The request: Please copy out the stretch from the line containing "backrest**, that would be most helpful." through the end of the items, keeping the requests and format samples unchanged but scaling every vertex coordinate in the answers by 0.9 and rounding to the nearest whole number, halves up. Reproduce only that stretch.

Records for the exercise:
┄┄┄┄┄┄┄┄┄┄┄┄┄┄┄┄┄┄┄┄

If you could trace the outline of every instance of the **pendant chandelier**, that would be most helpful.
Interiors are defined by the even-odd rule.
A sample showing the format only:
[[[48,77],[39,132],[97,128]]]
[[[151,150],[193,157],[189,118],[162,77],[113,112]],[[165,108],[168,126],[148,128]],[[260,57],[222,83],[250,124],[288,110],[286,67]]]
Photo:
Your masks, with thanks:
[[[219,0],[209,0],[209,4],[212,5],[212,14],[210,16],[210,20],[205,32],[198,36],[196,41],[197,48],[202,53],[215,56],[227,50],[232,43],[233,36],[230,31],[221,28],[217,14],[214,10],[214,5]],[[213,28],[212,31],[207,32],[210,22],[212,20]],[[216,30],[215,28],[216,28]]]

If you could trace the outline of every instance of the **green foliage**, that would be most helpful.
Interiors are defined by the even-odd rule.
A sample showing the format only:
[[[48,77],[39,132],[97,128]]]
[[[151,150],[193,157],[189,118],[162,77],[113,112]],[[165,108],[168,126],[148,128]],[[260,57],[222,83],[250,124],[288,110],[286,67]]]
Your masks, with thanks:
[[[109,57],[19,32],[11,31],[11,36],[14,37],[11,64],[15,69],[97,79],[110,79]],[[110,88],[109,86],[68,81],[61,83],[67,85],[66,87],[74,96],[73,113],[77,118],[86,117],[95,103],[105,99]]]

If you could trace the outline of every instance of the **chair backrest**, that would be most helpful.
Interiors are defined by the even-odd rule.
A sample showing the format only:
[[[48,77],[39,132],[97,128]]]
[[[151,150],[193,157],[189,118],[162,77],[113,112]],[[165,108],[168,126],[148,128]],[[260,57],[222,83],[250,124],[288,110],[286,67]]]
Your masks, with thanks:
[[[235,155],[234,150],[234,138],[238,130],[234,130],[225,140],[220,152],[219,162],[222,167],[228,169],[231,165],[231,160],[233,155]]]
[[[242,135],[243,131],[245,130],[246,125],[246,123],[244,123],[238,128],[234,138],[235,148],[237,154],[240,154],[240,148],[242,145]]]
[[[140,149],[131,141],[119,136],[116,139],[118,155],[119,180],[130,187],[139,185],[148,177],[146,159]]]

┄┄┄┄┄┄┄┄┄┄┄┄┄┄┄┄┄┄┄┄

Expected output:
If you could trace the outline of every instance of the **chair backrest**, that would be most helpful.
Interiors are defined by the even-odd rule.
A sample showing the format only:
[[[48,77],[39,132],[97,128]]]
[[[151,150],[193,157],[189,118],[162,77],[113,112]],[[165,108],[168,126],[148,128]],[[260,57],[222,83],[250,124],[288,110],[286,67]]]
Your masks, with thanks:
[[[212,140],[211,135],[211,124],[214,117],[211,117],[203,126],[198,137],[197,146],[200,150],[205,152],[208,149],[208,144],[210,140]]]
[[[218,122],[219,118],[221,117],[221,113],[221,111],[220,111],[214,115],[211,124],[212,133],[213,139],[216,139],[216,133],[218,131]]]
[[[126,134],[118,127],[107,122],[104,125],[106,140],[107,162],[117,168],[125,167],[133,159],[131,143]]]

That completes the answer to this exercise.